Scott O’Connell is a New Hampshire Democrat and an attorney who’s worked with Gordon MacDonald for more than 20 years. He sums up the Attorney General’s treatment by his fellow Democrats on the New Hampshire Executive Council in one word:

“Bulls**t.”

“I’ve known Gordon for 22 years, and the idea that he’s ‘an extremist’ or ‘shocking’ is mind-numbingly crazy,” O’Connell told NHJournal.  “It’s unfounded, and it’s bulls**t.”

When casting his vote against MacDonald’s nomination to become chief justice of the New Hampshire State Supreme Court, Executive Councilor Andru Volinsky said was concerned about the “shockingly extreme views” of politicians MacDonald had supported in the past, in particular former U.S. Senator Gordon Humphrey. Humphrey last held office in 1990.

“Gordon has a 30-year track record of outstanding service and now they think he’s been, what, a closet right-winger the entire time? It’s ridiculous. He’s set a record of exemplary behavior, so they have to go back 30 years to find an excuse to vote against him,” O’Connell said. “It’s just guilt by association.”

WHAT TO WORK ON> Quote the entire article on Gordon MacDonald's nomination word for word. The rows that follow come from a separate source.

RECORDS SUPPLIED>
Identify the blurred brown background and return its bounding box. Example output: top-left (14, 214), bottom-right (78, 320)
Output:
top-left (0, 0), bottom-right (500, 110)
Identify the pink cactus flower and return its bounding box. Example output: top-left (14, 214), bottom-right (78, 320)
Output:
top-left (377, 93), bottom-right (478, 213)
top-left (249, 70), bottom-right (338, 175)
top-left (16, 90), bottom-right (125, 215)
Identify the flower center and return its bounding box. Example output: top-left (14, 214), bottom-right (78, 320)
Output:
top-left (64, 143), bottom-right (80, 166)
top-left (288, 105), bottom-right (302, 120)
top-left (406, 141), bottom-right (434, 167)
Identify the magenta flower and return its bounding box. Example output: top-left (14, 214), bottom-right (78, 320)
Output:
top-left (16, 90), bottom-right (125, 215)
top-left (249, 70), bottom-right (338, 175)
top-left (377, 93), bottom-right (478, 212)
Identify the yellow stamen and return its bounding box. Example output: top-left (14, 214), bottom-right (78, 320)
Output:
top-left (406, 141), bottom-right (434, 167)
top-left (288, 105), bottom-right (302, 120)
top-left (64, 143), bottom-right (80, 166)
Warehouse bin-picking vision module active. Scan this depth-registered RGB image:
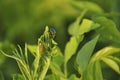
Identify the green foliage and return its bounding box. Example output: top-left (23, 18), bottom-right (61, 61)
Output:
top-left (0, 0), bottom-right (120, 80)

OUTPUT OF THE EXERCISE>
Scott O’Connell is a New Hampshire Democrat and an attorney who’s worked with Gordon MacDonald for more than 20 years. He sums up the Attorney General’s treatment by his fellow Democrats on the New Hampshire Executive Council in one word:

“Bulls**t.”

“I’ve known Gordon for 22 years, and the idea that he’s ‘an extremist’ or ‘shocking’ is mind-numbingly crazy,” O’Connell told NHJournal.  “It’s unfounded, and it’s bulls**t.”

When casting his vote against MacDonald’s nomination to become chief justice of the New Hampshire State Supreme Court, Executive Councilor Andru Volinsky said was concerned about the “shockingly extreme views” of politicians MacDonald had supported in the past, in particular former U.S. Senator Gordon Humphrey. Humphrey last held office in 1990.

“Gordon has a 30-year track record of outstanding service and now they think he’s been, what, a closet right-winger the entire time? It’s ridiculous. He’s set a record of exemplary behavior, so they have to go back 30 years to find an excuse to vote against him,” O’Connell said. “It’s just guilt by association.”